Fragmento:
+ + +

El pasado 20 de
septiembre nos dejó mi suegro después de lo que, eufemísticamente, llaman una
larga enfermedad. Murió en casa, como siempre había querido, rodeado de los suyos,
esposa, hijos, nietos y amigos, gracias al soporte extraordinario que tuvimos del
PADES, que siempre estuvo a nuestro lado.
A él le fueron explicando,
en un lenguaje claro i comprensible, lo que le irían haciendo para evitar el dolor
y el sufrimiento, a la abuela la reconfortaron, y a nosotros nos ayudaron a
afrontar cada etapa de su final, ya fuera con medicación, con las curas que
necesitaba o simplemente dejándole su espacio para la reflexión y el
recogimiento.
Profesionalmente
siempre he admirado a los PADES, esos equipos múltiples de profesionales, que hacen
una tarea tan importante como ayudar en el final de la vida, cuando las otras opciones
clínicas ya no pueden aportar casi nada más.
Su faena es
abnegada, porque cada día se encaran a la muerte e intentan ganarle el partido,
pese a saber que la liga la tienen perdida. Es una tarea humilde, porque han cambiado
los hospitales por un lugar tan poco glamoroso como el hogar del paciente. Pero,
sobre todo, su trabajo es discreto porque han sustituido los TAC y los quirófanos
por la amabilidad, la ternura y el amor a los enfermos.
Quien diga que la
medicina está deshumanizada, que no se trata bien al paciente o que no se le
tiene ninguna consideración, es porque no conoce a los PADES.

+ + +

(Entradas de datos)

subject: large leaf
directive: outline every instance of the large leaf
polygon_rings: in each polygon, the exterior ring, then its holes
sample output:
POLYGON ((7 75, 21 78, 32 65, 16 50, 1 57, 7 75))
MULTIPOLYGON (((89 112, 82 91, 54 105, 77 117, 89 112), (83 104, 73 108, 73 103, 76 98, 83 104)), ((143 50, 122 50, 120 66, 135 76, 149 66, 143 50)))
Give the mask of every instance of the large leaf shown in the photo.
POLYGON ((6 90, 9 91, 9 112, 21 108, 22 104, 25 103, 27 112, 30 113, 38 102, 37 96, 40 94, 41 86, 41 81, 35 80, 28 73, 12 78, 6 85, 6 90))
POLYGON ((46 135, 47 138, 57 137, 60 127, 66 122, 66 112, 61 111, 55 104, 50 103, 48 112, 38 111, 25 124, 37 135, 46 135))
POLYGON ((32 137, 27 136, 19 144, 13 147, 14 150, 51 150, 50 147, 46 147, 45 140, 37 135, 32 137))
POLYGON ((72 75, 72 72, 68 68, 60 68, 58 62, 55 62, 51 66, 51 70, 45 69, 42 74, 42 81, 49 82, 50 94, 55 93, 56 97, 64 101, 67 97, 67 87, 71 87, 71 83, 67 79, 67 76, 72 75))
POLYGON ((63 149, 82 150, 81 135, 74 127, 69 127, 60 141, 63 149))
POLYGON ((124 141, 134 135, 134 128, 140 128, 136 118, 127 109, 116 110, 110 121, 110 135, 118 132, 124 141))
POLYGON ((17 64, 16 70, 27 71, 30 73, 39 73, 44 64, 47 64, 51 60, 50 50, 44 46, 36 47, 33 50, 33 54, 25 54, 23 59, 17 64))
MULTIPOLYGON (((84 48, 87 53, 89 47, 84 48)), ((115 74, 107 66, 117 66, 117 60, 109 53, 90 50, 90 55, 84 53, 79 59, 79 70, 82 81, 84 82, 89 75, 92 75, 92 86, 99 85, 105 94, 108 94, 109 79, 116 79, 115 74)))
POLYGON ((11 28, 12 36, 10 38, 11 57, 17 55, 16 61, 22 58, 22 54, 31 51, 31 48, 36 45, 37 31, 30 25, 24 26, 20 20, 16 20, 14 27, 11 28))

+ + +

Consignas del ejercicio:
A. Resume en forma de lista el párrafo del texto sobre los PADES que comienza con «Su faena es abnegada» y conserva sus datos principales.
B. Transcribe del texto sobre los PADES el pasaje que empieza en las palabras «A él le fueron» y termina después de «casi nada más.».

Resultados por tarea:
A.
- Es una labor abnegada: cada día se enfrentan a la muerte e intentan ganarle el partido, aunque saben que la liga la tienen perdida.
- Es una tarea humilde: han cambiado los hospitales por el hogar del paciente.
- Es, sobre todo, un trabajo discreto: han sustituido los TAC y los quirófanos por la amabilidad, la ternura y el amor a los enfermos.

B.
A él le fueron explicando,
en un lenguaje claro i comprensible, lo que le irían haciendo para evitar el dolor
y el sufrimiento, a la abuela la reconfortaron, y a nosotros nos ayudaron a
afrontar cada etapa de su final, ya fuera con medicación, con las curas que
necesitaba o simplemente dejándole su espacio para la reflexión y el
recogimiento.
Profesionalmente
siempre he admirado a los PADES, esos equipos múltiples de profesionales, que hacen
una tarea tan importante como ayudar en el final de la vida, cuando las otras opciones
clínicas ya no pueden aportar casi nada más.